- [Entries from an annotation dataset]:
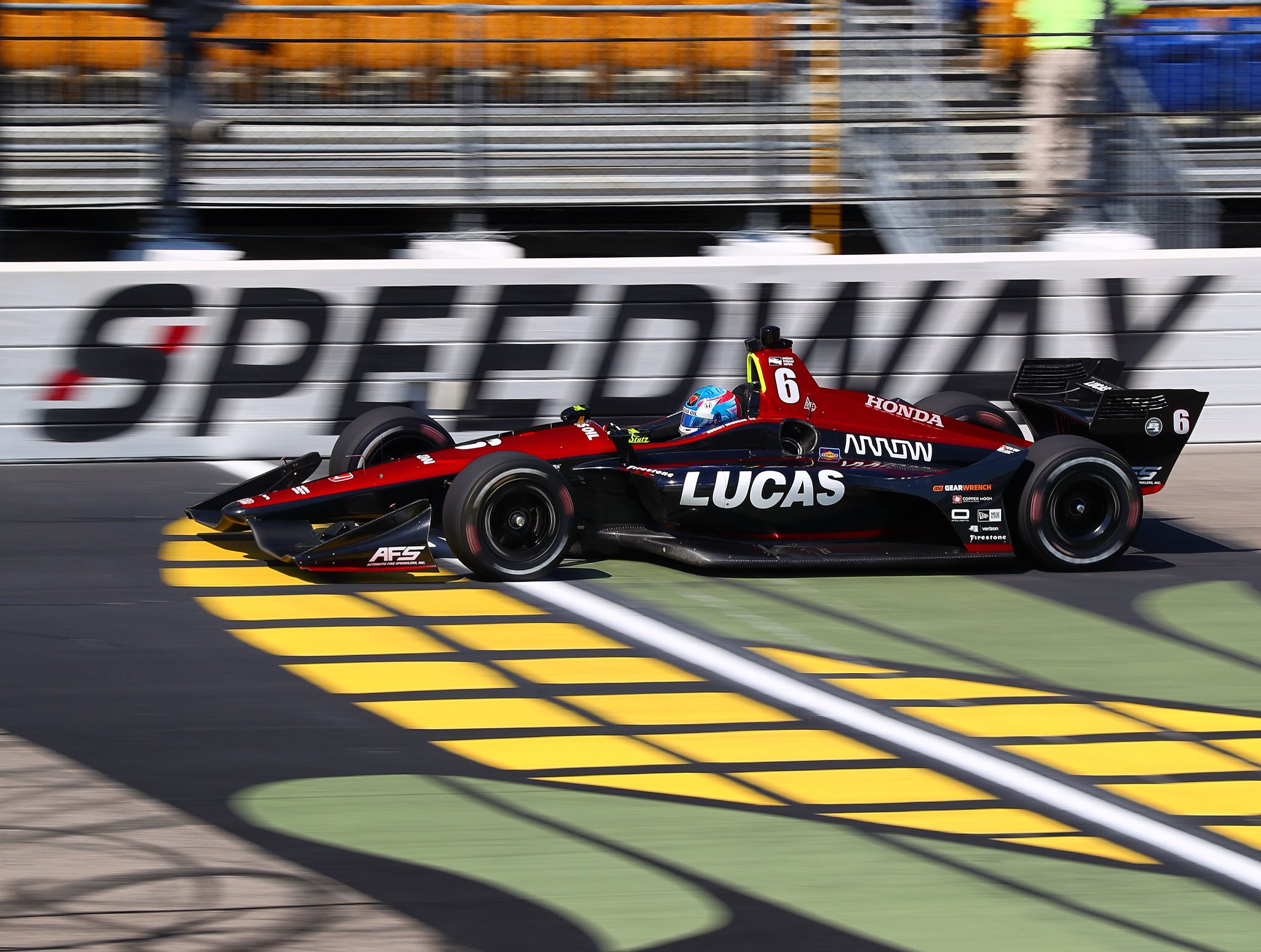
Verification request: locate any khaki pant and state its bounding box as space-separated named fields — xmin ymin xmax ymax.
xmin=1018 ymin=49 xmax=1098 ymax=218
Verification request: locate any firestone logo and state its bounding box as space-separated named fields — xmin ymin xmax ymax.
xmin=866 ymin=395 xmax=946 ymax=426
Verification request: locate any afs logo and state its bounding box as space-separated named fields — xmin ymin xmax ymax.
xmin=368 ymin=546 xmax=425 ymax=565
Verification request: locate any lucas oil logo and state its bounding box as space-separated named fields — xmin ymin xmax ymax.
xmin=680 ymin=469 xmax=845 ymax=509
xmin=368 ymin=546 xmax=425 ymax=565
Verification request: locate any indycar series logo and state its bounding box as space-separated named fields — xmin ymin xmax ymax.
xmin=680 ymin=469 xmax=845 ymax=509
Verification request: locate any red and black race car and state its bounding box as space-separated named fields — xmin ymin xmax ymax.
xmin=188 ymin=326 xmax=1208 ymax=580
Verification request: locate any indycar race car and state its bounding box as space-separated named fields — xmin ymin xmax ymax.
xmin=187 ymin=326 xmax=1208 ymax=580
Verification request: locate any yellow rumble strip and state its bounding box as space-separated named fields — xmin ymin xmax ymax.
xmin=160 ymin=530 xmax=1261 ymax=866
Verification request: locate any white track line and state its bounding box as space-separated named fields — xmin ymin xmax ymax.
xmin=201 ymin=460 xmax=1261 ymax=900
xmin=507 ymin=581 xmax=1261 ymax=900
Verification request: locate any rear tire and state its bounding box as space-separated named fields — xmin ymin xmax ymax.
xmin=1011 ymin=436 xmax=1142 ymax=571
xmin=443 ymin=453 xmax=576 ymax=581
xmin=916 ymin=390 xmax=1024 ymax=440
xmin=328 ymin=406 xmax=455 ymax=475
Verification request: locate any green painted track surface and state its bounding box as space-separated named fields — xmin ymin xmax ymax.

- [Challenge]:
Show every line of the records that contains the string "track", matching case exactly.

- [Task result]:
Verification request: locate any white track line and state its bounding box as space-separated named fields — xmin ymin xmax ymax.
Verification request: locate any green painted track surface and state its bounding box as space-separated named fields — xmin ymin xmax ymax.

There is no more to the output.